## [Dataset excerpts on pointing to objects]
— BEGIN —

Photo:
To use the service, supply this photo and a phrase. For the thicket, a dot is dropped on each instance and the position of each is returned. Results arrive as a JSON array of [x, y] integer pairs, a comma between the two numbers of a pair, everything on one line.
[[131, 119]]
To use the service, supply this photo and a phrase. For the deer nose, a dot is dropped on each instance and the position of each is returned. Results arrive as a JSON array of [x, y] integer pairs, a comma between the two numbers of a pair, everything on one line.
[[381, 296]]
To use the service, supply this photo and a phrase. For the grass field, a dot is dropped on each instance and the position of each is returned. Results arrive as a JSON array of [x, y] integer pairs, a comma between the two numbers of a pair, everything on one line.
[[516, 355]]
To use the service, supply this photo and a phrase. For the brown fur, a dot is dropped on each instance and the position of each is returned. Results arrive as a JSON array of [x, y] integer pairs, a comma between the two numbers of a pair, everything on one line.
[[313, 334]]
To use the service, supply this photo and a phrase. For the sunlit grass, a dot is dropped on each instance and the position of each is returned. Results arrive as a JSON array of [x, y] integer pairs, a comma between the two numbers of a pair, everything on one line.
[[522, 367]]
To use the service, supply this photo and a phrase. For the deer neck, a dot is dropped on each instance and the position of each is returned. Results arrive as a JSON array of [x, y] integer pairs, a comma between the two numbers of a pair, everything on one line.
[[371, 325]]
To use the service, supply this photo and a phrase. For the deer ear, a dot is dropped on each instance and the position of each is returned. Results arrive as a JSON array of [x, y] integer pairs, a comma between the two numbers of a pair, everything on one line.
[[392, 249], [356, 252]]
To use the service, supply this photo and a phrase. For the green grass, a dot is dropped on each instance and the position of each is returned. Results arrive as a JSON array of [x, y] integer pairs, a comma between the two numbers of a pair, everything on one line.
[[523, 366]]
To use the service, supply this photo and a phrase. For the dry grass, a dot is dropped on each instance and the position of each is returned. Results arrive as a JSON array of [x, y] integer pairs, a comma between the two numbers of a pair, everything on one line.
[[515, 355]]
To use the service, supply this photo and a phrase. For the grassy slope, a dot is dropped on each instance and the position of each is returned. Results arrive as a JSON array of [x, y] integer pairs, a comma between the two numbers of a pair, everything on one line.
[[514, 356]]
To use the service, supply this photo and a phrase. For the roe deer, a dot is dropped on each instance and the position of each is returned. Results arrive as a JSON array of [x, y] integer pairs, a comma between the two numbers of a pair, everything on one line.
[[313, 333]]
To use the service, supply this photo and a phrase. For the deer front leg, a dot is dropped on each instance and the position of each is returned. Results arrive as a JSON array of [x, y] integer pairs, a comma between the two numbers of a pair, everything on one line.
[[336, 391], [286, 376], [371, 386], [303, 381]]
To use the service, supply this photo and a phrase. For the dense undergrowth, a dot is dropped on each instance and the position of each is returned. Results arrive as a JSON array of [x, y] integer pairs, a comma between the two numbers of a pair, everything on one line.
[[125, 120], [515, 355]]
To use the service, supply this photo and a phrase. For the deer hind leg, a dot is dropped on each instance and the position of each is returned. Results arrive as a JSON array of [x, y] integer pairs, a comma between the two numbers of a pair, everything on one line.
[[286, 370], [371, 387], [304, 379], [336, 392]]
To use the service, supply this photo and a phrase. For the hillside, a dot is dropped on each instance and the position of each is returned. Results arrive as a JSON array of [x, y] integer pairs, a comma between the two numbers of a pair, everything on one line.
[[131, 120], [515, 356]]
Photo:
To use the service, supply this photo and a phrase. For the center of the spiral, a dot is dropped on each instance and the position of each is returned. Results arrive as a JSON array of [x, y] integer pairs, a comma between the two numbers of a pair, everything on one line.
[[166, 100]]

— END —

## [Written request]
Reproduce every one of the lines above word for word, with nothing changed.

## [Exercise response]
Photo:
To use the service, supply this photo and a phrase. For the thicket, a dot is dropped on each instance and the position of each is returned. Results arrive as a JSON array of [x, y] integer pairs, a comma between the two numbers of a pair, everything on one line.
[[131, 119]]
To use the service, supply this photo and a phrase. For the deer nose, a dot is dropped on each instance and the position of each is returned. Results arrive as a JSON array of [x, y] integer pairs, a comma between the two numbers of a pair, everything on one line.
[[381, 296]]
To use the service, supply this photo and a phrase. For the grass field, a dot is dropped on each instance and the position of each is returned. Results arrive as a JSON array of [x, y] integer pairs, a comma between the two numbers of a pair, everything on one line.
[[516, 355]]
To use the service, supply this photo and a phrase. For the brown fur, a dot is dropped on each instance and the position of each is returned. Results arrive as a JSON array of [x, y] integer pairs, a comma between the two numbers of a pair, everything on one line.
[[313, 334]]
To use the service, supply this photo and a phrase. For the sunlit grass, a dot is dropped on each instance and the position of each is returned. Results arrive as a JSON array of [x, y] integer pairs, a comma between the two numbers of a pair, everything on one line.
[[522, 367]]
To use the service, supply this photo and a phrase. For the deer neck, a dot is dropped on each instance and the position of each is returned. Results arrive as a JSON array of [x, y] integer pairs, a comma between the two numbers of a pair, everything on one line.
[[371, 325]]
To use the service, supply this photo and a phrase. For the deer ear, a dot is dropped on each instance and the position of each is returned. Results arrive as a JSON array of [x, y] integer pairs, a comma between the two numbers of a pair, everything on one line.
[[392, 249], [356, 252]]
To use the service, supply this photo and a phrase. For the green grass, a dot is dropped on each instance and the position of each is returned. Results arrive as a JSON array of [x, y] integer pairs, a comma between the two numbers of a pair, everything on one line.
[[523, 366]]
To use the service, supply this photo and a phrase. For the dry grass, a dot is dropped on each instance and the position of each is returned. Results arrive as a JSON array of [x, y] integer pairs, a comma between the two numbers of a pair, everything on one line.
[[515, 355]]
To use the service, supply this photo and a phrase. For the grassy slope, a dot is dropped on each instance and the position of each is returned. Results arrive as a JSON array of [x, y] integer pairs, a comma between the two numbers of a pair, everything on one line.
[[514, 356]]
To use the service, supply this photo and a phrase. For the roe deer, a dot is dropped on each instance and the position of each is returned. Results arrive as a JSON array of [x, y] integer pairs, a comma between the two numbers of a pair, everything on one line.
[[313, 333]]
To use the service, supply this photo and a phrase. For the deer front leg, a dot is dropped on each instance and the position of each is returned. Results arrive as a JSON array of [x, y] integer pairs, a comma between the two numbers of a pair, everything on one line.
[[336, 391], [286, 376], [371, 386], [303, 381]]
To use the service, supply this photo and a phrase. For the dense undergrowth, a dot is dropped on each instance and the position of each is returned. Results arrive as a JSON array of [x, y] integer pairs, a comma between the two numbers of a pair, everything on one line.
[[125, 120], [515, 355]]
To use the service, supply this photo and a phrase. For the deer hind leg, a dot is dropped on each instance and the position of each is returned. Results arrive as a JSON array of [x, y] integer pairs, a comma between the two numbers of a pair, everything on one line.
[[286, 370], [371, 387], [304, 379], [336, 392]]
To use the service, supply this photo and a phrase. For the hillside, a dot is dropped on each instance and the position of each is returned. Results arrive as a JSON array of [x, y] integer pairs, a comma between the two numbers of a pair, everything on one line.
[[131, 120], [515, 356]]
Photo:
To use the service, supply this photo and a phrase. For the center of the spiral, a dot is dropped on each instance and the position of each is returned. Results arrive as a JSON array of [x, y] integer pairs, a comma between the two numbers of a pair, everything on one line.
[[166, 100]]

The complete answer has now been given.